> **Aim of the task**: Reproduce verbatim the stretch of the divisor-counting question below from "First off, we" through "a new question.".

> **Page extract**:
Given $n\in\mathbb{Z}$ with prime factorization $n=p_1^{q_1}\dots p_m^{q_m}$, how many integers divide $n$? For the sake of this problem, let's ignore $1$ and $n$ until the end.

First off, we have that there are at least $q_1\dots q_n$ divisors, since there are $q_1$ divisors made up of $p_1$ (namely $p_1,p_1^2,\dots,p_1^{q_1}$), thus the same holds for $p_2,\dots,p_n$

I've never done much with combinatorics, so I'm not quite sure how to begin counting unique divisors by mixing and matching distinct primes. Any thoughts?


marked as duplicate by user91500, Joey Zou, naslundx, Dietrich Burde, Claude Leibovici Sep 15 '16 at 9:25

This question has been asked before and already has an answer. If those answers do not fully address your question, please ask a new question.

> **Records provided**:
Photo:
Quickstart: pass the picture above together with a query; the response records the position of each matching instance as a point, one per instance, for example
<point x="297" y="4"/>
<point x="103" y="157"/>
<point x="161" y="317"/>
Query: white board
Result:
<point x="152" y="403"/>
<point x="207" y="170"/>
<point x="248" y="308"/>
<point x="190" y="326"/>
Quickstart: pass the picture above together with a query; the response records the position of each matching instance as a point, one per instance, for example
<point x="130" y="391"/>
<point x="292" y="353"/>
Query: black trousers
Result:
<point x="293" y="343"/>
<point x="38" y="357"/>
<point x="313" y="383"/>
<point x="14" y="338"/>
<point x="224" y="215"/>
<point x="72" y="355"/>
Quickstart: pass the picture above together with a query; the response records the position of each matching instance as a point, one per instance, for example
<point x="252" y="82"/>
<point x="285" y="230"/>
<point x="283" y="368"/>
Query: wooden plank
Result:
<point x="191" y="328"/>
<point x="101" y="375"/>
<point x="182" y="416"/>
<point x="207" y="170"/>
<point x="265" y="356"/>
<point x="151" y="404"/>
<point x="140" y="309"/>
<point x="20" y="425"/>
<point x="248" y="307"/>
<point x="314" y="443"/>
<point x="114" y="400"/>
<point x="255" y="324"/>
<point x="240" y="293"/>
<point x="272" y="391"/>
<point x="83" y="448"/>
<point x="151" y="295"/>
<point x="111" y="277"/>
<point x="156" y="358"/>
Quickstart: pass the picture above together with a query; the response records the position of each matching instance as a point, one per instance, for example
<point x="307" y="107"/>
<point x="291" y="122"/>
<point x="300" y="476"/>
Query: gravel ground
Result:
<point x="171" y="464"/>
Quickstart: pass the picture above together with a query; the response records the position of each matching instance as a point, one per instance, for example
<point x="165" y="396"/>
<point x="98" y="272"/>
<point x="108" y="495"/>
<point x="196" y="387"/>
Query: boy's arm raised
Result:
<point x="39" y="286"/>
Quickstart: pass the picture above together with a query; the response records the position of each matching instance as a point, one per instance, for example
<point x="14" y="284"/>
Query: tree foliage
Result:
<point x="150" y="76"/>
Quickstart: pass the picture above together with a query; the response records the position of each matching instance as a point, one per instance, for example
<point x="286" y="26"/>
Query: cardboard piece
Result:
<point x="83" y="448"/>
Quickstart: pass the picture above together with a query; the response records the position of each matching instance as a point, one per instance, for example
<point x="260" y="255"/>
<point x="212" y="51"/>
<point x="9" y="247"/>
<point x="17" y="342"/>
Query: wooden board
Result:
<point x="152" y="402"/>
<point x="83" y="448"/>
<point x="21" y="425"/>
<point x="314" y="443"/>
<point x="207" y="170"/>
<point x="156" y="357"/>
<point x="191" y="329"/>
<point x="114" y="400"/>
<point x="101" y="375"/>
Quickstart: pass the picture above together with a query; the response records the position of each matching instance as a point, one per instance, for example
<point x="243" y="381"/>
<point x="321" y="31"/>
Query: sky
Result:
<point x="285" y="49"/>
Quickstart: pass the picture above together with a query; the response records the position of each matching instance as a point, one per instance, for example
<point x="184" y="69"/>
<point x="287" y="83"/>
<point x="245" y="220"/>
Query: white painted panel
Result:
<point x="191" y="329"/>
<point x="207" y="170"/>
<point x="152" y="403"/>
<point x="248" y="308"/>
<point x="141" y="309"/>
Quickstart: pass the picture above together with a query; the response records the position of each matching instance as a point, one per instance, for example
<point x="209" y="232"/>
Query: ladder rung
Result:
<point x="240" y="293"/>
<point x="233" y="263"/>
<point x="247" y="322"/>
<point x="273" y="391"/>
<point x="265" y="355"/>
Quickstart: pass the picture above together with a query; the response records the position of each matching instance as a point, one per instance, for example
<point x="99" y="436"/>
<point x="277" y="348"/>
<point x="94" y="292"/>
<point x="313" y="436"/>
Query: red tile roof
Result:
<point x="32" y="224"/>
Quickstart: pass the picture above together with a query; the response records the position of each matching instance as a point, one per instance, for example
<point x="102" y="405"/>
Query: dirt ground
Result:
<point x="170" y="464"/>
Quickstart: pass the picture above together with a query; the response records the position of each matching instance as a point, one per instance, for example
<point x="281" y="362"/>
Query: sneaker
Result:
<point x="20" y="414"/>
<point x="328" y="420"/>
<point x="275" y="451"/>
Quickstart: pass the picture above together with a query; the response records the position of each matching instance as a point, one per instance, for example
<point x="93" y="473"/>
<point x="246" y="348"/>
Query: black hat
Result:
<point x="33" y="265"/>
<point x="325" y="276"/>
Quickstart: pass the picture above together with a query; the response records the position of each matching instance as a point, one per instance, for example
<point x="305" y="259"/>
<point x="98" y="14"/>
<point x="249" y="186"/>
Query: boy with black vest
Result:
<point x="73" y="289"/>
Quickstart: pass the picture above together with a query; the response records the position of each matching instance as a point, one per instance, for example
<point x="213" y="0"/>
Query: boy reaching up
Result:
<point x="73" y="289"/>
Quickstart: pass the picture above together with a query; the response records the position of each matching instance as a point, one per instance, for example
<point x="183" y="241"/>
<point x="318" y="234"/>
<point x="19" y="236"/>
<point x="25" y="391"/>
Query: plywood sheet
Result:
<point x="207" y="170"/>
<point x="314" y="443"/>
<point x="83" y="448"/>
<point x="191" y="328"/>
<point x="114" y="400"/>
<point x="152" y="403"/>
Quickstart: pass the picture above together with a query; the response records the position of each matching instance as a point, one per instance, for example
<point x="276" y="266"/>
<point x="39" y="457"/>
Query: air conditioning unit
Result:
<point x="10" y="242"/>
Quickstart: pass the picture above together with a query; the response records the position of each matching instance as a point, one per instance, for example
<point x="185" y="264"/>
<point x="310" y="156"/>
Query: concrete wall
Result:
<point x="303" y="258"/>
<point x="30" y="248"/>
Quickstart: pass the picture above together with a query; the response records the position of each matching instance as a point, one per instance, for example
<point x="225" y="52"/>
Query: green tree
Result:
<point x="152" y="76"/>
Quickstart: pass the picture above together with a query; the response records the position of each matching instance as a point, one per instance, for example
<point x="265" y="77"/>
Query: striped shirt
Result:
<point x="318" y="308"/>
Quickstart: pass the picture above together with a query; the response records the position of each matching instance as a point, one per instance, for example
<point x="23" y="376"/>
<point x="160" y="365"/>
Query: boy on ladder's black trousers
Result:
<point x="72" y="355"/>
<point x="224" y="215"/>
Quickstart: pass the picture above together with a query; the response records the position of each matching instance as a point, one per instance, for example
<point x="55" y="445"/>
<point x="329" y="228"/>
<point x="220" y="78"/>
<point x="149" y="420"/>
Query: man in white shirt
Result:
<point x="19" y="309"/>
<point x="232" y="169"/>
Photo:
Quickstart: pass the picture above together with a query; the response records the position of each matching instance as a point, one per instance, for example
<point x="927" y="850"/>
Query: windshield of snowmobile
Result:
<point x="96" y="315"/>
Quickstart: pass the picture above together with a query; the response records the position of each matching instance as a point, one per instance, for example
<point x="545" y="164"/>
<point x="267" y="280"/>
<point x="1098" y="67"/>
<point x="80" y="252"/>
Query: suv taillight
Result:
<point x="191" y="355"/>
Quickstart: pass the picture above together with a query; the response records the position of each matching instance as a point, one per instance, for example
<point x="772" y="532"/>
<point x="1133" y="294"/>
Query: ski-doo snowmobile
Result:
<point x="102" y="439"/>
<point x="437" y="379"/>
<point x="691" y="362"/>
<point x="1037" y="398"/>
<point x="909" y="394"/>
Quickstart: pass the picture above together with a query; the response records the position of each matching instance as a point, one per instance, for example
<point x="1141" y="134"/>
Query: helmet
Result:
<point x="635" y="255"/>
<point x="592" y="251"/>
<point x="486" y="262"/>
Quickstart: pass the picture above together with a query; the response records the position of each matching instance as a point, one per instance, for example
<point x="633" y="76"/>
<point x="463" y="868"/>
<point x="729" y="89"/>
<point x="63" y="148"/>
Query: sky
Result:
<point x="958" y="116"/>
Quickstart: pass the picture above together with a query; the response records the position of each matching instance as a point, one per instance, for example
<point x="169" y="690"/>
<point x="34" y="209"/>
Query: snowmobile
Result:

> **Solution to the exercise**:
First off, we have that there are at least $q_1\dots q_n$ divisors, since there are $q_1$ divisors made up of $p_1$ (namely $p_1,p_1^2,\dots,p_1^{q_1}$), thus the same holds for $p_2,\dots,p_n$

I've never done much with combinatorics, so I'm not quite sure how to begin counting unique divisors by mixing and matching distinct primes. Any thoughts?


marked as duplicate by user91500, Joey Zou, naslundx, Dietrich Burde, Claude Leibovici Sep 15 '16 at 9:25

This question has been asked before and already has an answer. If those answers do not fully address your question, please ask a new question.